[STUDY TEXT]:

'''

What does apple cider vinegar do for your skin? And is it really the holy grail of beauty products that some all-organic experts fans claim? Since it’s really easy to become overwhelmed when searching for a new product, Ingredient Spotlight is here to break down the basics. Here we’ll teach you how an ingredient works and leave you with product recommendations to help you with your search.
If you spend much time scoping out health and beauty boards on Pinterest, you’ve no doubt run across dozens of posts hailing apple cider vinegar as a wonder ingredient. It clears your skin! It burns fat! It cures acid reflux! And athlete’s foot! And maybe cancer! Sound too good to be true? Since we love a good beauty DIY as much as the next skincare hoarder, we had to investigate.
What is apple cider vinegar?
First off, a couple of things you should know about apple cider vinegar (that’s ACV to the cool kids). At its most essential, ACV is the product of apples, generally crushed/juiced, and allowed to ferment. In an initial fermentation, bacteria cause the sugars in the apples to convert to alcohol, which then goes through a second fermentation process where the alcohol is broken down and converted into acetic acid.

'''

[RECORDS]:
'''

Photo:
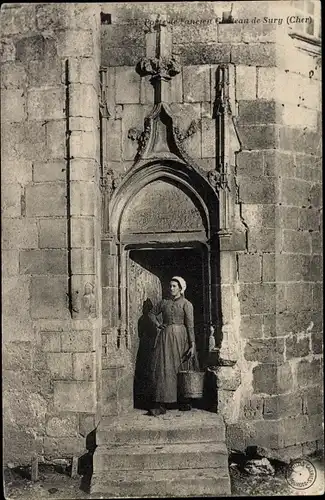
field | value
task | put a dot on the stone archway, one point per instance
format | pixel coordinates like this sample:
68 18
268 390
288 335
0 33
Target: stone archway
162 206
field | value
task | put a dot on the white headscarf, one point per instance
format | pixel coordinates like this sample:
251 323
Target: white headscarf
181 282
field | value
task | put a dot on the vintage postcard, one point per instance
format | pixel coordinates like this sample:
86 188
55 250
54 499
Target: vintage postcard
161 169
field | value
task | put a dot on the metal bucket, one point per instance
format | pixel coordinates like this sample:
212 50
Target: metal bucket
190 384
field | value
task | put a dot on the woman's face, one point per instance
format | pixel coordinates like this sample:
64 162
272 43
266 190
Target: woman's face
175 289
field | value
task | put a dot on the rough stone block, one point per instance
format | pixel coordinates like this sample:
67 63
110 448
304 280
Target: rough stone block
52 233
313 401
75 43
259 215
114 146
82 198
262 240
51 341
64 447
9 263
298 297
257 190
317 342
127 86
251 326
75 396
309 372
82 232
249 268
45 200
83 100
245 82
257 298
49 171
13 105
55 139
77 341
43 262
60 365
258 136
296 241
17 356
208 138
86 423
272 379
13 75
84 366
46 104
11 195
288 217
254 54
260 111
84 144
279 164
295 192
49 297
297 346
82 261
200 53
265 350
62 426
250 163
196 83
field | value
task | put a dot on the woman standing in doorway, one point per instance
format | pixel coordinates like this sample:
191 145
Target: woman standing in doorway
174 345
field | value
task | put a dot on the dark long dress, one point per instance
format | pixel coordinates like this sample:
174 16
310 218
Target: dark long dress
172 343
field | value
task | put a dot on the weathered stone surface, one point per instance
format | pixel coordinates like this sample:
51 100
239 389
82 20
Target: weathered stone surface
249 268
51 341
297 241
62 426
19 233
60 447
84 366
254 54
258 136
265 350
77 341
60 365
272 379
52 233
250 163
309 372
43 262
285 405
251 326
11 197
196 83
257 190
45 199
49 297
257 298
297 346
49 171
199 53
17 356
75 396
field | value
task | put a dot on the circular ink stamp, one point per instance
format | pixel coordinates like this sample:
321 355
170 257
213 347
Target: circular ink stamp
301 474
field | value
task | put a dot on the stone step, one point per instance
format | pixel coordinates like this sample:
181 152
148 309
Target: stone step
162 483
167 456
174 427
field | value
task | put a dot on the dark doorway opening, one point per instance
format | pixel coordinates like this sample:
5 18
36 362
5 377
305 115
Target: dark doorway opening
150 271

'''

[WORK TO BE COMPLETED]: Write out again the part of the apple cider vinegar text that opens with the words containing "First off, a" and closes with "into acetic acid.", substituting "ethanol" for each "alcohol". The rows play no part in this work.

[EXERCISE RESPONSE]:
First off, a couple of things you should know about apple cider vinegar (that’s ACV to the cool kids). At its most essential, ACV is the product of apples, generally crushed/juiced, and allowed to ferment. In an initial fermentation, bacteria cause the sugars in the apples to convert to ethanol, which then goes through a second fermentation process where the ethanol is broken down and converted into acetic acid.